**Articolo**
========================================
La Verità, 29 ottobre 2016

I cinque motivi del boom di Rischiatutto (2.0)

Non c’erano dubbi che Rischiatutto avrebbe fatto il botto (oltre 30 per cento di share e 7,5 milioni di telespettatori). Bastava non inventare troppo, non stravolgere il format originale di Mike Bongiorno aggiornandolo solo un po’, con un tocco d’ironia e di scanzonatura, la sfumatura che Fabio Fazio indossa meglio di questi tempi. Fatta questa premessa, i motivi del successo della serata d’esordio del Rischiatutto 2.0 sono molteplici.

  1. La forza del format. Intanto: del 2.0, inteso come aggiornato ai tempi del web, non c’è traccia. Niente televoto, niente social network e cinguettii vari in tempo reale. Il quiz classico, tradizionale, senza spezie virtuali e internettose, il padre di tutti i telequiz è più che sufficiente ad attrarre il grande pubblico.
  2. Il retrogusto vintage. Indovinata l’idea di mantenere studio, cabine, tabellone, grafica e musiche originali, e tutti i piccoli riti inventati da Mike, la prova pulsante, le buste, la chiusura delle cabine, le gag con il Signor No, Ludovico Peregrini, soddisfacendo il feticismo dei cultori. Indovinata anche l’idea di partire con il bianco e nero per poi colorare l’ambiente. Nostalgia stuzzicata nelle giuste dosi, senza eccessi e indugi compiaciuti. Il vintage funziona, come insegna la Tipo di Montalbano. Fazio sa come surfare su queste onde, Anima mia docet.
  3. Il format largoRischiatutto fu campione di ascolti nei primi anni ’70, quando Christian De Sica era giovane, Fabrizio Frizzi adolescente, Lorella Cuccarini, Fabio De Luigi e Maria De Filippi bambini. I ragazzi di adesso, invece, ne hanno sentito parlare da genitori e nonni e un pizzico di curiosità ce l’hanno. Mike riusciva a trasformare i concorrenti in caratteristi e a imprimerli così nell’immaginario, motivo per cui i telespettatori dell’epoca erano curiosi di rivedere la mitica signora Longari e il bizzarro Andrea Fabbricatore cinquant’anni dopo. La traversalità generazionale era uno degli obiettivi di Fazio. Missione compiuta.
  4. Il generalismo della Rai. La televisione cresce e si impone sfruttando la televisione. Il tuffo nel passato è stato un tuffo in un’epoca in cui la Rai rappresentava tutto il Paese. La scelta di ospiti-concorrenti molto generalista paga. Christian De Sica e i volti rappresentativi della storia e del presente della Rai come Frizzi e Cuccarini avevano voglia di giocare. Importante anche la presenza di Maria De Filippi. Rischiatutto e quella Rai sono come la Nazionale e quando gioca la Nazionale tutti remano nella stessa direzione. Anche le materie dei concorrenti di stasera (musica sinfonica, storia della Juventus e Marylin Monroe) sono passioni di massa.
========================================
**Estratto dei dati**
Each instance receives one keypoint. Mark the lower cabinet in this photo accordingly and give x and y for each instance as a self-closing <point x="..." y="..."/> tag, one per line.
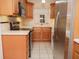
========================================
**Richiesta scritta A**
Elenca i piccoli riti inventati da Mike che, secondo l'articolo su Rischiatutto, sono stati mantenuti nella nuova edizione.
**Richiesta scritta B**
Scrivi il seguito dell'articolo su Rischiatutto, partendo subito dopo la sua ultima frase.

**Esito del compito A**
- La prova pulsante
- Le buste
- La chiusura delle cabine
- Le gag con il Signor No, Ludovico Peregrini

**Esito del compito B**
  5. Le novità riuscite. La materia vivente interpretata da Alberto Tomba (stasera toccherà a Fiorello), scelto con il criterio di cui sopra, la massima popolarità, funziona. Come funziona l’innesto di Nino Frassica, già collaudato a Che fuori tempo che fa. Matilde Gioli ha gli occhi e il sorriso giusti per interpretare il ruolo di valletta, ironica e dolce ad un tempo.

Stasera si bissa. Resta da vedere se la gara con i concorrenti sconosciuti avrà la stessa presa di quella con i volti noti. E in autunno si vedrà se il Rischiatutto (2.0) resterà su Raitre o verrà promosso sulla prima rete, Daria Bignardi permettendo.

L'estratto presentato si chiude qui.